(Dataset entries)
__________________________________________________

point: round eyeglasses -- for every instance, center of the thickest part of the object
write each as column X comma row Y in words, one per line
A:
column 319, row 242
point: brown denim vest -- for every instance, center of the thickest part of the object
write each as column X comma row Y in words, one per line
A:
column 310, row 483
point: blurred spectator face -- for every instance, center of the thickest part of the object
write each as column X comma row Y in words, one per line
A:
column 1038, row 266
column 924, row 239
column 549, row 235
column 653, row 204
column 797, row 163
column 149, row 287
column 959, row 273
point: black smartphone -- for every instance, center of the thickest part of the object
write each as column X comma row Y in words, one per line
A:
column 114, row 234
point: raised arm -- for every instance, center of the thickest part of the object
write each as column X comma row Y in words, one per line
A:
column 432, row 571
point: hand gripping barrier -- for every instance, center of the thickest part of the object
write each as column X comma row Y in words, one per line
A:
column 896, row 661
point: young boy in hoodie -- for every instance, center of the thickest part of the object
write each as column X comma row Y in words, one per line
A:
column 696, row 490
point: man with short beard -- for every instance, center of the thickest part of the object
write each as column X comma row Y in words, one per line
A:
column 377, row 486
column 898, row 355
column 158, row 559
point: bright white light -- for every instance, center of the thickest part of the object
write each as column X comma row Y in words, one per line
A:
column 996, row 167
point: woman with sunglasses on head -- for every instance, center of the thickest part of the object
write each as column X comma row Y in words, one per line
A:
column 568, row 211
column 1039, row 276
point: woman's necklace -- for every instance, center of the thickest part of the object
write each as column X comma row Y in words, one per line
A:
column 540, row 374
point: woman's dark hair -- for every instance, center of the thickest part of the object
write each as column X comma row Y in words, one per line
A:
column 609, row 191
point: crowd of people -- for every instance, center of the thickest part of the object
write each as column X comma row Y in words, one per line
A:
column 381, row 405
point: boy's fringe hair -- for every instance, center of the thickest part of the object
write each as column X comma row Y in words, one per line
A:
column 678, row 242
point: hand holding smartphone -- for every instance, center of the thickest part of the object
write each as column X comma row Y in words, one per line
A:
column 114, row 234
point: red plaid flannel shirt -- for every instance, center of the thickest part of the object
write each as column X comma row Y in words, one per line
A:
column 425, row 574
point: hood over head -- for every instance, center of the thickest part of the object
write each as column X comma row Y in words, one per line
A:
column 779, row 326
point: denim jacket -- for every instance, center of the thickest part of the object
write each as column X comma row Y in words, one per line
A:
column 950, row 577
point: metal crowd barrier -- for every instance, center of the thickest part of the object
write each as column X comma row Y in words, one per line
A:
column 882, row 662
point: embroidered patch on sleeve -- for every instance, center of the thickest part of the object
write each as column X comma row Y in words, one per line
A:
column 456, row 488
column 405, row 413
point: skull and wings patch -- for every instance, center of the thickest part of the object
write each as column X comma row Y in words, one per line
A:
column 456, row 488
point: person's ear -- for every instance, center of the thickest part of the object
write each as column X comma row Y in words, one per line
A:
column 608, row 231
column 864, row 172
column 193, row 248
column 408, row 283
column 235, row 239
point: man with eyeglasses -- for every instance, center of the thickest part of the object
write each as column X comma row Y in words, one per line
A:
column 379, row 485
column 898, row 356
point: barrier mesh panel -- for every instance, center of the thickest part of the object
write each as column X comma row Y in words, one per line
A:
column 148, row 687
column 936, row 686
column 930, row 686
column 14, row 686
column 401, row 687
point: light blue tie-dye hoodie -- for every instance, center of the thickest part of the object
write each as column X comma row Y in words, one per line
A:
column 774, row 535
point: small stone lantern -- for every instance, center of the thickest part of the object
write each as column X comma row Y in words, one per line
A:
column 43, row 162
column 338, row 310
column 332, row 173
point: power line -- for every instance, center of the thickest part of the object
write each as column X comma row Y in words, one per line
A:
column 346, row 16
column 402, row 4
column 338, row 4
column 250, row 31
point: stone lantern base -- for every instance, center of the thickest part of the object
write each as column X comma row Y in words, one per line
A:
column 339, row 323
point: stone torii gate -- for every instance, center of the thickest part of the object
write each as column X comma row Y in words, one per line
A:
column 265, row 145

__________________________________________________

§ Required action
From the entries, copy every line in which the word "patch" occurs.

§ Written solution
point: embroidered patch on sleeve -- for every instance, center of the thickest part of the object
point: skull and wings patch -- for every instance, center of the thickest part of the object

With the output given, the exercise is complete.